The task
In the passage below about the words "aboriginal" and "indigenous," what extra meaning of "indigenous" does the OED give?

Document passage
********************
By Don Allan - posted Tuesday, 19 January 2010

I am confused when the words aboriginal and indigenous are used in the same sentence to describe the same people. Although the words are interchangeable, indigenous also has an extra meaning. The OED defines Aboriginal as people of the race that has existed in a land from the earliest times while Indigenous also means people belonging naturally to a place, which, in the latter context, makes most Australians indigenous.

And if one accepts the science of man originating in Africa and that his genetic structure has changed little over the millenniums, it seems logical to assume that if the skin colour of an aboriginal African today is black, then black was the colour of Africa’s original inhabitants and is still the basis genetic structure of all people today.

That said, it would also seem reasonable to assume that, following his first global movement and settlement in different parts of the world and while retaining his genetic inheritance, he developed new languages, cultures, physiognomies and skin colours to cope with the demands of his new environments. This accounts for the differences between the world’s various peoples.
********************
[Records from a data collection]
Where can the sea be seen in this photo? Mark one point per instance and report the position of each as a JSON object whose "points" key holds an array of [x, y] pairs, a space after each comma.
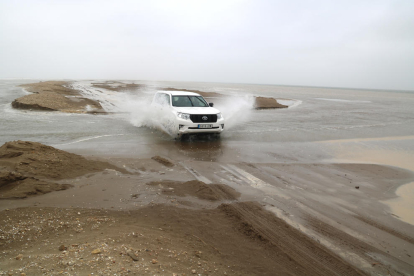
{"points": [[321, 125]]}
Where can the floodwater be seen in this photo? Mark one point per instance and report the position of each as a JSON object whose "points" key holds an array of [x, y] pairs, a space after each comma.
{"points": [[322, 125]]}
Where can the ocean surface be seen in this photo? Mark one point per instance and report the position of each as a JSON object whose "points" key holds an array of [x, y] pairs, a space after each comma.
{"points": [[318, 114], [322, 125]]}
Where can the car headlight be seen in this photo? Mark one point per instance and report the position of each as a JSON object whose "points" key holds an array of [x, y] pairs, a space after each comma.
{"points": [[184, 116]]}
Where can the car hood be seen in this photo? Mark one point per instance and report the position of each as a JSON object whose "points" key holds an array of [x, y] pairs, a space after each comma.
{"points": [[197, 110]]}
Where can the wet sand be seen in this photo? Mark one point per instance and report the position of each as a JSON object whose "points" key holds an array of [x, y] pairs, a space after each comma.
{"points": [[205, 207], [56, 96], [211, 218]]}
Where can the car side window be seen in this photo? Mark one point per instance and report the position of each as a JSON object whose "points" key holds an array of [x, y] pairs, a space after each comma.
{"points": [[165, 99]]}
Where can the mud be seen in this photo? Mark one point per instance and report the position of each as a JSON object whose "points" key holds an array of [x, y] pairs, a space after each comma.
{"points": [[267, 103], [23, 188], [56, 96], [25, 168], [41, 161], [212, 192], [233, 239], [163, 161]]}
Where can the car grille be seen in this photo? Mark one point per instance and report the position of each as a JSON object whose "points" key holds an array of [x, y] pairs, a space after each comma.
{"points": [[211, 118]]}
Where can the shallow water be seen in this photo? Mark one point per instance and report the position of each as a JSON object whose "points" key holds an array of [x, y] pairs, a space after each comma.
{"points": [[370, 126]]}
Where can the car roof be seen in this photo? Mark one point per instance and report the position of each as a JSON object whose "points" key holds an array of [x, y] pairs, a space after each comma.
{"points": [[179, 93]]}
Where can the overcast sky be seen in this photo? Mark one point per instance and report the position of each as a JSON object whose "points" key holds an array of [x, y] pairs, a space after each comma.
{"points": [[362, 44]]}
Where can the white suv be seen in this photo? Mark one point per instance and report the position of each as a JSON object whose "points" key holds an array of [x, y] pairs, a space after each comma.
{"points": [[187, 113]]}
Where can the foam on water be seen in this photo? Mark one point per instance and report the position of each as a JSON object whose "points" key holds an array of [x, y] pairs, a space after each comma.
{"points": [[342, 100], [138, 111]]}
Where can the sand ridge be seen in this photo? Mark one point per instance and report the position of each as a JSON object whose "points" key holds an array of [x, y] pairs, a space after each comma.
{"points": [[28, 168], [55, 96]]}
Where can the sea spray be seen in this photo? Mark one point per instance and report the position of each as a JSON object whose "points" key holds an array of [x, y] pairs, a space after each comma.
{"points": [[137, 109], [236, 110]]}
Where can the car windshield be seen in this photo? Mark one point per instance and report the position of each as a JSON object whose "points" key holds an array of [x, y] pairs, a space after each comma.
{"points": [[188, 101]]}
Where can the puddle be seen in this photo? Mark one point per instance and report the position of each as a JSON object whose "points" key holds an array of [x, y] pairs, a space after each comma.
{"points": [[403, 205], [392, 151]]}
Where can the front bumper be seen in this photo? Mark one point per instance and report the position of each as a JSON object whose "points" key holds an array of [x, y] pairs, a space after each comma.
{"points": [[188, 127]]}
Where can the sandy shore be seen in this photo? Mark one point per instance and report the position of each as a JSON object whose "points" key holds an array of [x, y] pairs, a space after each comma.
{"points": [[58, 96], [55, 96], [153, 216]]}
********************
Response to this task
The OED says "indigenous" also means people belonging naturally to a place.